=== Data for processing ===
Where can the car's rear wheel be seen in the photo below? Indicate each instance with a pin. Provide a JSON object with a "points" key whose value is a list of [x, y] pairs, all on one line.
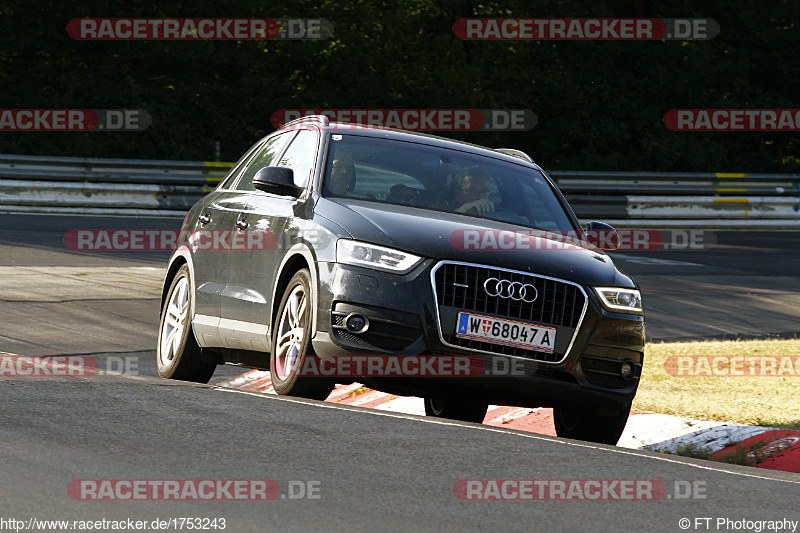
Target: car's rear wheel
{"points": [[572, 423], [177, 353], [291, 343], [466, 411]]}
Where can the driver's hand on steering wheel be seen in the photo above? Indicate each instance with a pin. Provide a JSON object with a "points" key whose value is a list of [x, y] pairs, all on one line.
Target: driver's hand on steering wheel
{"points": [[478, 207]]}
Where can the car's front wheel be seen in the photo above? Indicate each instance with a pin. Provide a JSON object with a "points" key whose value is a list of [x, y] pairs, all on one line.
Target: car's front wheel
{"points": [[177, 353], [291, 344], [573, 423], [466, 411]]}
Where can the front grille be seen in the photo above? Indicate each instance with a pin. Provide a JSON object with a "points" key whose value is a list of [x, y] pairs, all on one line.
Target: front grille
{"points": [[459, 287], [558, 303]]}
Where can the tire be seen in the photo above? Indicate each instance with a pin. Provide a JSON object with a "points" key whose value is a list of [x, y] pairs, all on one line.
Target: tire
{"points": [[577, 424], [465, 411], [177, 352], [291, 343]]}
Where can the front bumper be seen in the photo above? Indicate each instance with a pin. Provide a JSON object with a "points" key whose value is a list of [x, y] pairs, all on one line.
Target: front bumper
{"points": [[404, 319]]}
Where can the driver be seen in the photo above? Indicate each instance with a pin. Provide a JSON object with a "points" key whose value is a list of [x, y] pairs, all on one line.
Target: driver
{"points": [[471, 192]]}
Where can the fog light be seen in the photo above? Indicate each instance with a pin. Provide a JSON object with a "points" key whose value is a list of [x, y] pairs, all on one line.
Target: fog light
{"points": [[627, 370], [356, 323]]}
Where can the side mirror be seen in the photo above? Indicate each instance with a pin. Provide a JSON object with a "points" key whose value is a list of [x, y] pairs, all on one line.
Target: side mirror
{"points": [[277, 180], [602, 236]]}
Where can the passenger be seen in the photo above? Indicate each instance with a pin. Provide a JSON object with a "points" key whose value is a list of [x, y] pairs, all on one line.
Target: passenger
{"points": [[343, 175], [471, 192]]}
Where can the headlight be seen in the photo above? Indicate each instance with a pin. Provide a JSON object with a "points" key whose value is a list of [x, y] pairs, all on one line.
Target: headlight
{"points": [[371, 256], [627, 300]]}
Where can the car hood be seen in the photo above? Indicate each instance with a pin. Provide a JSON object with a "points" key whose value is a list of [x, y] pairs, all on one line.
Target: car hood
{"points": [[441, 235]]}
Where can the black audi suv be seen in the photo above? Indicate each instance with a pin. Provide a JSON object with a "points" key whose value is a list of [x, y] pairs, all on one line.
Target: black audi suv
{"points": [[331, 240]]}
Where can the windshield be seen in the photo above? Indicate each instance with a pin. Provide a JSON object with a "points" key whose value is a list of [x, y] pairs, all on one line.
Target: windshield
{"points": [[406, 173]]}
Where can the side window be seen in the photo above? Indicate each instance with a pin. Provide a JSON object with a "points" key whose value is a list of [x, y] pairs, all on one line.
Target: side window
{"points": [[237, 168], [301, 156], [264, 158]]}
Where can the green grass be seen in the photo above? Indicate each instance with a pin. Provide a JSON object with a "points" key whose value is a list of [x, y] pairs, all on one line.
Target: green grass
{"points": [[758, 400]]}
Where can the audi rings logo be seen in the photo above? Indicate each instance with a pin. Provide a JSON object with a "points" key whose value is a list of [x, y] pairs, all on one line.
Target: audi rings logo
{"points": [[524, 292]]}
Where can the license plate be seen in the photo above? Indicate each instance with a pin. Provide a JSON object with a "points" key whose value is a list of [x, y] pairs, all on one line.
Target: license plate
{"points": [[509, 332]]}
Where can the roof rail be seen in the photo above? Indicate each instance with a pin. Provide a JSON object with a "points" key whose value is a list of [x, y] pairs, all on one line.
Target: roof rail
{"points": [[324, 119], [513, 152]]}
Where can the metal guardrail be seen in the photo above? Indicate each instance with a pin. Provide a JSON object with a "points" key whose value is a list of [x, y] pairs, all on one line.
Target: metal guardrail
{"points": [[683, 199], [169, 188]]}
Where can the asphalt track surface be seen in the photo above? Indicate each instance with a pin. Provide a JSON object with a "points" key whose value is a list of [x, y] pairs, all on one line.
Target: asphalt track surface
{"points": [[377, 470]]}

=== Exercise ===
Find "Where can the audi" in the data above, then repeat that line and all lines after it exactly, ending with the final line.

=== Task response ===
Where can the audi rings logo be seen in the photo above? Indicate each instance with a pin. Provide a JSON object with a "points" key whose value is a list of [x, y] pairs, all on one line.
Target: audi rings logo
{"points": [[524, 292]]}
Where can the license plate be seen in the photo above? Indicate each instance with a pin. Provide a JSON object with a "points" key whose value is a list of [x, y] pairs, all on one line.
Target: license plate
{"points": [[509, 332]]}
Where can the roof rail be seen in the photo above? Indicate each instance with a pin. Provide a JSON object with a "points" key whose value is a list of [x, y] pairs, all on one line.
Target: roof rail
{"points": [[324, 119], [513, 152]]}
Where can the metal guardrail be seen in the photo above? Indicate each instance with a pin. Provide a JSON object with a "points" key whose value is a list of [x, y] pairs, all on one line.
Target: metal guardrail
{"points": [[683, 199], [169, 188]]}
Where can the asphalt track surface be seen in the photo above? Indicate each instance with a pin. Provide a JSON object with a "points" key whose value is a list of [x, y] pairs, all on one line.
Target: asphalt track surface
{"points": [[377, 470]]}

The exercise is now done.